§ **GOAL**: Extract every line in the entries below that contains the string "grass", and copy each one in full.

§ **THE DATA**:
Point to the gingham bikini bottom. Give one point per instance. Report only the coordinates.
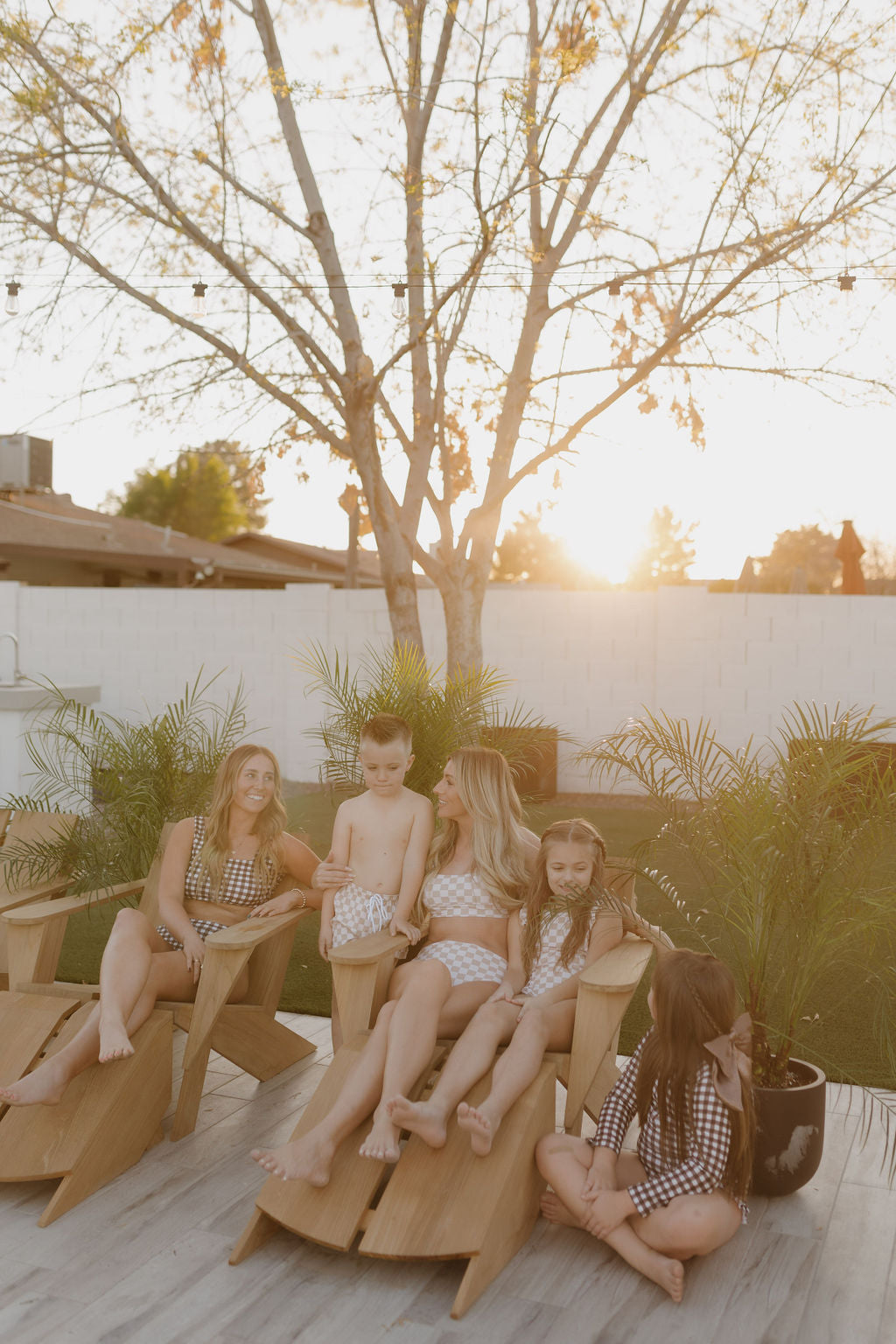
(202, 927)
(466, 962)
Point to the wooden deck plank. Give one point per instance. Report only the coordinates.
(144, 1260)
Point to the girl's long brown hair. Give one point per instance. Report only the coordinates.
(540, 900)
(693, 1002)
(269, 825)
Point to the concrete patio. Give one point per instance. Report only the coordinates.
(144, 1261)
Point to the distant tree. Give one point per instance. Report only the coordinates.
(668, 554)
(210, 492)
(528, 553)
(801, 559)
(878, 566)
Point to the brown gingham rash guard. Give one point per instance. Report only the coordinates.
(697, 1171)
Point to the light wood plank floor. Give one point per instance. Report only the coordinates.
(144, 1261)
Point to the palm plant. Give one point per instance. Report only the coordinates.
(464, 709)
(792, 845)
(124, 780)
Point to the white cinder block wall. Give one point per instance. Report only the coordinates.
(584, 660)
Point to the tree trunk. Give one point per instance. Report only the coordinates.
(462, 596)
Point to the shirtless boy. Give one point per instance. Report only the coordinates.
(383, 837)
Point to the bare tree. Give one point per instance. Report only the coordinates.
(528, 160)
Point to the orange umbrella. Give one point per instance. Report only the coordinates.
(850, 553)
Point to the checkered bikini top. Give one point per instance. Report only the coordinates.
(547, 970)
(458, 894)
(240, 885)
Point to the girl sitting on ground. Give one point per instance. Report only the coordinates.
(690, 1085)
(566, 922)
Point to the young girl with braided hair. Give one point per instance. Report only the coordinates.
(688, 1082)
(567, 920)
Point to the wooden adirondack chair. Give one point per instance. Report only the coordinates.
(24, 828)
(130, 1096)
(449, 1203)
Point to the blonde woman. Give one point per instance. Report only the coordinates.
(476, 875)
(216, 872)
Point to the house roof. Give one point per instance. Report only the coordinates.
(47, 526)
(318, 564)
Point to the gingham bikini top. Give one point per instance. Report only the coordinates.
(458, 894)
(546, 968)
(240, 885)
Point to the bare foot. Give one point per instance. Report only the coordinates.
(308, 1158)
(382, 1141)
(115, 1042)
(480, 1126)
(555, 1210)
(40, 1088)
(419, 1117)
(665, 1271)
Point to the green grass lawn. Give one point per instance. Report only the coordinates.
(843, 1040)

* * *

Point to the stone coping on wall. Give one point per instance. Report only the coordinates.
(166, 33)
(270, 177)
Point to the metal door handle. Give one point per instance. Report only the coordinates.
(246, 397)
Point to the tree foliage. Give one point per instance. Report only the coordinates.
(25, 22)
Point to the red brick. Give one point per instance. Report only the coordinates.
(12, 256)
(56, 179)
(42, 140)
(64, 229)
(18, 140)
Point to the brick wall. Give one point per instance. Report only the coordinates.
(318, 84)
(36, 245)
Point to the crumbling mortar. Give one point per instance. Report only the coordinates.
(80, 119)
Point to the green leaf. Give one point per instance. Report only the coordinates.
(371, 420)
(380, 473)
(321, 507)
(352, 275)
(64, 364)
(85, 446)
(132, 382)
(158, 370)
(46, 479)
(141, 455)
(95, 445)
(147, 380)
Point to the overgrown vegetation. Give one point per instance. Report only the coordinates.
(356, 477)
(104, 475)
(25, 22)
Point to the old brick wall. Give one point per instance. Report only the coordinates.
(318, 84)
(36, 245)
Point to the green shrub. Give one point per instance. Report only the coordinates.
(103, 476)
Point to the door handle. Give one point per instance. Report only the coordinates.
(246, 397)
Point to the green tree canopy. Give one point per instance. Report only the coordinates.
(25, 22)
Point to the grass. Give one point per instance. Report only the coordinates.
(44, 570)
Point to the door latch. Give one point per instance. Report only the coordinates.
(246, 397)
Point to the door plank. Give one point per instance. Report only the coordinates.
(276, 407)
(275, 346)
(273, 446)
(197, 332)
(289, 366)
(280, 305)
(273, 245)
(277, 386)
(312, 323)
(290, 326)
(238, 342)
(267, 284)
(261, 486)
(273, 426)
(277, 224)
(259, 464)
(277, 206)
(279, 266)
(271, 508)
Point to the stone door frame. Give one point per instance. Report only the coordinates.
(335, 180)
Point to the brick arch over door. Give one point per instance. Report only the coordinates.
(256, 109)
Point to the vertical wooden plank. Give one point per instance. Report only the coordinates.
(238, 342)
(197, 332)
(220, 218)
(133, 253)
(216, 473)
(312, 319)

§ **CORRECT RESPONSE**:
Point to the green grass lawn. Give one point per instance. Report only the coordinates.
Point to the grass. Give one point per instance. Report only the coordinates.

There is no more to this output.